(Saved entries)
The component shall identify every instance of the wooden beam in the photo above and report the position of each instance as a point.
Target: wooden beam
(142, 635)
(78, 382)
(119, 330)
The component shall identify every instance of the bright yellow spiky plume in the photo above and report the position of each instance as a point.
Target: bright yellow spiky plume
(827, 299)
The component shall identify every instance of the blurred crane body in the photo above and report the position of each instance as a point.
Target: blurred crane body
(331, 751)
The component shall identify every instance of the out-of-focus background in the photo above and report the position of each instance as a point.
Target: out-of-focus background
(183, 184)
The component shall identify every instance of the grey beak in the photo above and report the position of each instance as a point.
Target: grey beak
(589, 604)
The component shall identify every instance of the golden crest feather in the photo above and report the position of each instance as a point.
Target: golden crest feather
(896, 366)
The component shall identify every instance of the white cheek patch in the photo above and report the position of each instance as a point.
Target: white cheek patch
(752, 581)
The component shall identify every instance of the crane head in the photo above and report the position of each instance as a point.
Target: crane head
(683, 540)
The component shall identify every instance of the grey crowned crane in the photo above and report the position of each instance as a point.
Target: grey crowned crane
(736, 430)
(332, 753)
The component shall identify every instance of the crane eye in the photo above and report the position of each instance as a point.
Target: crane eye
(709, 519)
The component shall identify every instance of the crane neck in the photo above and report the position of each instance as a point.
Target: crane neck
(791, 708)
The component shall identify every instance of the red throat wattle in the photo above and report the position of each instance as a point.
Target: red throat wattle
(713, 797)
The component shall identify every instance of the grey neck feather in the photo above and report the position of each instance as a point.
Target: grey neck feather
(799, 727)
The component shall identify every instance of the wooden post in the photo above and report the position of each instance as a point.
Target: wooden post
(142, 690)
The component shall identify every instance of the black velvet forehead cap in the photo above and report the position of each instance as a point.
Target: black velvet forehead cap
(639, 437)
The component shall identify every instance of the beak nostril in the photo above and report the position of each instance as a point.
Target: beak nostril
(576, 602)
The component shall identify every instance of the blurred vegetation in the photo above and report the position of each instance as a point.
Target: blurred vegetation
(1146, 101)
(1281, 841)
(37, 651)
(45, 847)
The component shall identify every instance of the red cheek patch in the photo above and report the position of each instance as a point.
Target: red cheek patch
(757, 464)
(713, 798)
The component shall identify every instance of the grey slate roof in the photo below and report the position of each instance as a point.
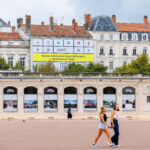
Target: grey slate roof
(3, 23)
(103, 24)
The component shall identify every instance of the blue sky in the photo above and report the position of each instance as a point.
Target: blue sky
(65, 10)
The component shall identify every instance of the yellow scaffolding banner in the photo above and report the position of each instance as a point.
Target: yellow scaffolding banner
(44, 57)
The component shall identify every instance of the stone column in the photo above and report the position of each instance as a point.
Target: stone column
(99, 98)
(80, 100)
(20, 100)
(119, 97)
(60, 99)
(40, 100)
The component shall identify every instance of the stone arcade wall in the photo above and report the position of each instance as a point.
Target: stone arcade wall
(141, 84)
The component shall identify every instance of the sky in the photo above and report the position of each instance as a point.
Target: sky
(64, 11)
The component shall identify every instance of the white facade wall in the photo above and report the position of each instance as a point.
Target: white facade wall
(118, 58)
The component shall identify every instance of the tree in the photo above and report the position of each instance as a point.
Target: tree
(73, 67)
(91, 67)
(139, 65)
(3, 64)
(48, 67)
(18, 66)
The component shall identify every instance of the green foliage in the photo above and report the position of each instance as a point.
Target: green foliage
(139, 65)
(91, 67)
(3, 64)
(48, 67)
(18, 66)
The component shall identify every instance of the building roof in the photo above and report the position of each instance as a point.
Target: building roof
(14, 36)
(59, 30)
(3, 23)
(103, 24)
(133, 27)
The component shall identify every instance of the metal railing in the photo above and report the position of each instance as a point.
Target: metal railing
(60, 75)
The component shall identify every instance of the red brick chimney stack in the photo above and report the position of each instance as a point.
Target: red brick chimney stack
(74, 24)
(19, 22)
(42, 23)
(13, 29)
(28, 23)
(114, 18)
(145, 21)
(51, 23)
(87, 24)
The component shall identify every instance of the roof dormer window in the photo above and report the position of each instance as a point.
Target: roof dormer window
(144, 37)
(124, 36)
(134, 37)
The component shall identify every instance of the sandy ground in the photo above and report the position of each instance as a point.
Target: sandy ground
(70, 135)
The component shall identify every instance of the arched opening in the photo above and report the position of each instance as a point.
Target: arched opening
(128, 98)
(50, 99)
(90, 98)
(70, 98)
(30, 99)
(10, 99)
(109, 97)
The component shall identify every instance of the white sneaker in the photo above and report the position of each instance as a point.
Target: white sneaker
(108, 142)
(95, 145)
(112, 145)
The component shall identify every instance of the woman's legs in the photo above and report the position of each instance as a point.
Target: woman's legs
(99, 134)
(108, 135)
(116, 135)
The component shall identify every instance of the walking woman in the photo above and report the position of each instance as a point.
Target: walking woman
(103, 127)
(69, 113)
(115, 125)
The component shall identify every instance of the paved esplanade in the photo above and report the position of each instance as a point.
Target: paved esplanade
(70, 135)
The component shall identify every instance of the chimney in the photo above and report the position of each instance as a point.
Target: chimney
(74, 24)
(9, 23)
(51, 23)
(114, 19)
(19, 22)
(13, 29)
(87, 24)
(28, 23)
(145, 21)
(42, 23)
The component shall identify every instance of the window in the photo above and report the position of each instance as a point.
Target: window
(22, 44)
(144, 37)
(144, 50)
(111, 37)
(111, 65)
(102, 63)
(134, 37)
(10, 60)
(148, 99)
(134, 51)
(124, 51)
(124, 63)
(111, 51)
(124, 37)
(22, 61)
(101, 37)
(101, 51)
(10, 43)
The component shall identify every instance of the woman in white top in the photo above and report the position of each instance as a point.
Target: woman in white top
(115, 125)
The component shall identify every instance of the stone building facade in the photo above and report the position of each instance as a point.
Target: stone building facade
(118, 43)
(13, 48)
(20, 90)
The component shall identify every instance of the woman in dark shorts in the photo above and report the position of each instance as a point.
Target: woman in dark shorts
(103, 127)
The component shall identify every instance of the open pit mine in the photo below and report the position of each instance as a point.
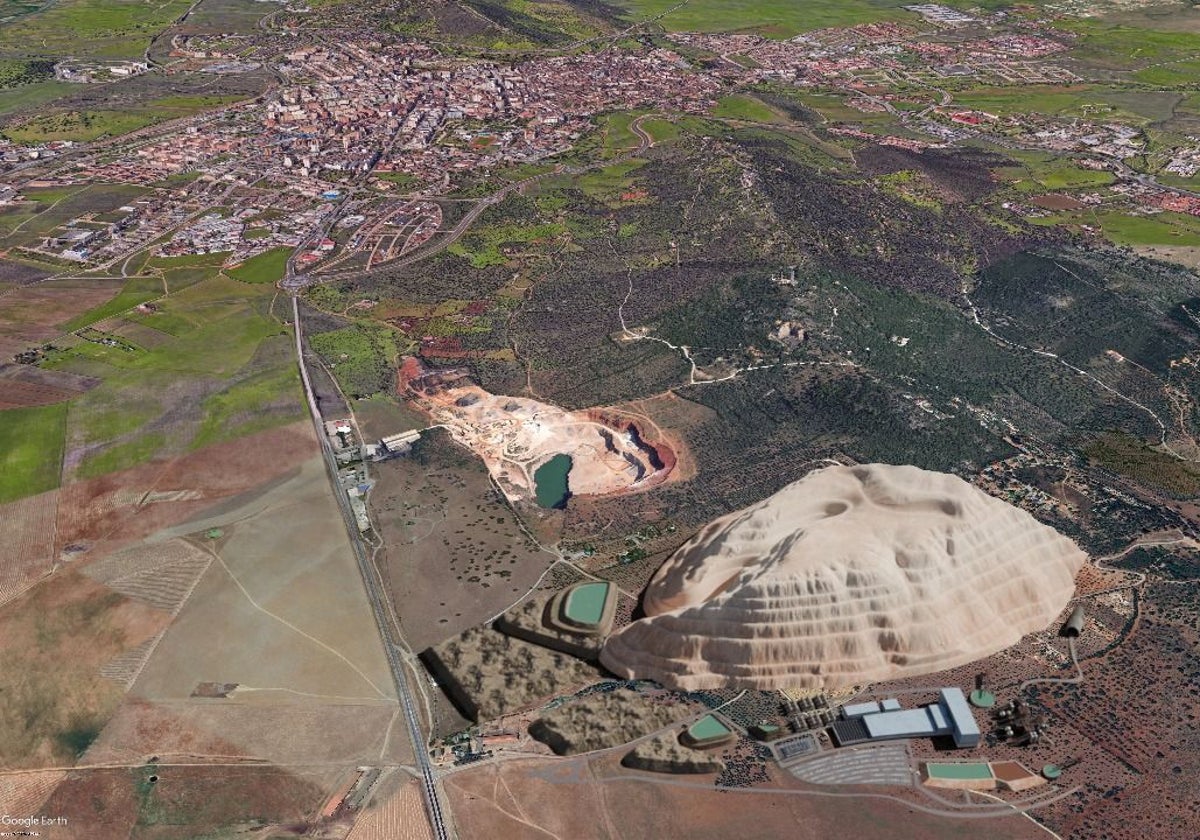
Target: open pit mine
(516, 437)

▶ _EXERCISE INSTRUCTIONS_
Lines above that have "below": copy each of them.

▶ _YOUR SOLUTION_
The component shall identify every instance of the grey slate roof in the photo below and report the position of each instance as a point.
The component shall identify every instance of the open pit mine in the photo below and report the position of each instance as a point.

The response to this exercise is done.